**Page:**

Hearing profanity, though not a blue streak, from the actor who has defined Hollywood decency for three decades — playing white knights in Splash, Forrest Gump, Apollo 13 and the Toy Story series — is certainly considered bracing.
While grandma-friendly on the screen, he seems looser and less predictable in person.
His old friend Nora Ephron was reminded as much several years ago when she sent him the screenplay for a biopic called Lucky Guy. Hanks took an instant dislike to the character Mike McAlary, a muckraking columnist of New York tabloids in the 1980s and ’90s.
“I told Nora that McAlary sounded like a real . . . (jerk),” said Hanks, who actually used a more piquant word — and a perceptive one, given that McAlary derived his power from his determination to become the biggest jerk who had ever investigated corrupt police.
Hanks reconsidered only years later, after running into Ephron while promoting the 2011 movie Larry Crowne. He was the star, director and co-writer of the film, which became a critical and commercial disappointment.
Ephron, by contrast, represented happier days — during their collaborations on Sleepless in Seattle and You’ve Got Mail. The two got around to talking about Lucky Guy — she had turned it into a play, and Hugh Jackman had done a table reading — and Hanks asked to see the latest version. This time, he felt drawn to not only McAlary’s swagger but also his drive to become the next Jimmy Breslin and to be worthy of his own celebrity.

**Stated task 1:** In the article on Hanks and Lucky Guy, what movie was Hanks promoting when he ran into Ephron again?
**Stated task 2:** Pick up the article on Hanks and Lucky Guy after its final sentence and keep writing it.

**Stored data:**
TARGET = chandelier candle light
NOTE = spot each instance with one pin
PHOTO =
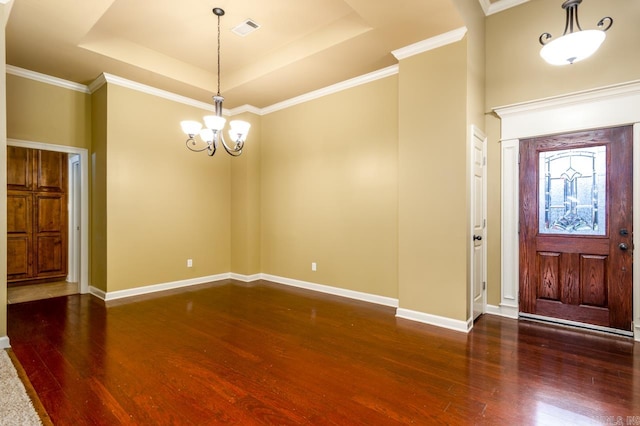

**Exercise answer 1:** Larry Crowne, the 2011 movie.

**Exercise answer 2:**
“Look, the title is Lucky Guy. It’s about somebody who is almost good enough to deserve what he achieves. And I understand that,” Hanks said during an interview on the stage of the Broadhurst Theatre — where the play, which marks his Broadway debut, will begin a 15-week run on Friday. “I still feel sometimes that I’d like to be as good as so-and-so actor. I see some other actors’ work, and I think I’ll never get there. I wish I could.”
Although they rarely admit it, Hollywood stars often head to Broadway to prove something to themselves or to audiences.With Academy Awards for Philadelphia and Forrest Gump, Hanks is less hesitant.
He denied that, at age 56, he is there because his film career has cooled — “I have two movies in the can; I have plenty to keep me busy” — but he also seemed delighted that McAlary is pretty far from a predictable Tom Hanks part.
Whether audiences will buy him as unlikable remains to be seen. Hanks remains a genial guy, one who tends to cope with pressure by yukking it up. But he has also thrown himself into a role that calls for no vanity, his director and fellow actors say. He has a gray-flecked mustache, as did McAlary, and is trying to preserve the columnist’s rough edges.
“Anytime you go off to do something new, you’re involved in a reinvention. And any actor who says otherwise is just trying to lower expectations,” said Hanks, who trained to be a theater actor in the 1970s but quickly moved on to television, then movies.
The path to Broadway for Hanks and Lucky Guy has been twisting — and heartbreaking.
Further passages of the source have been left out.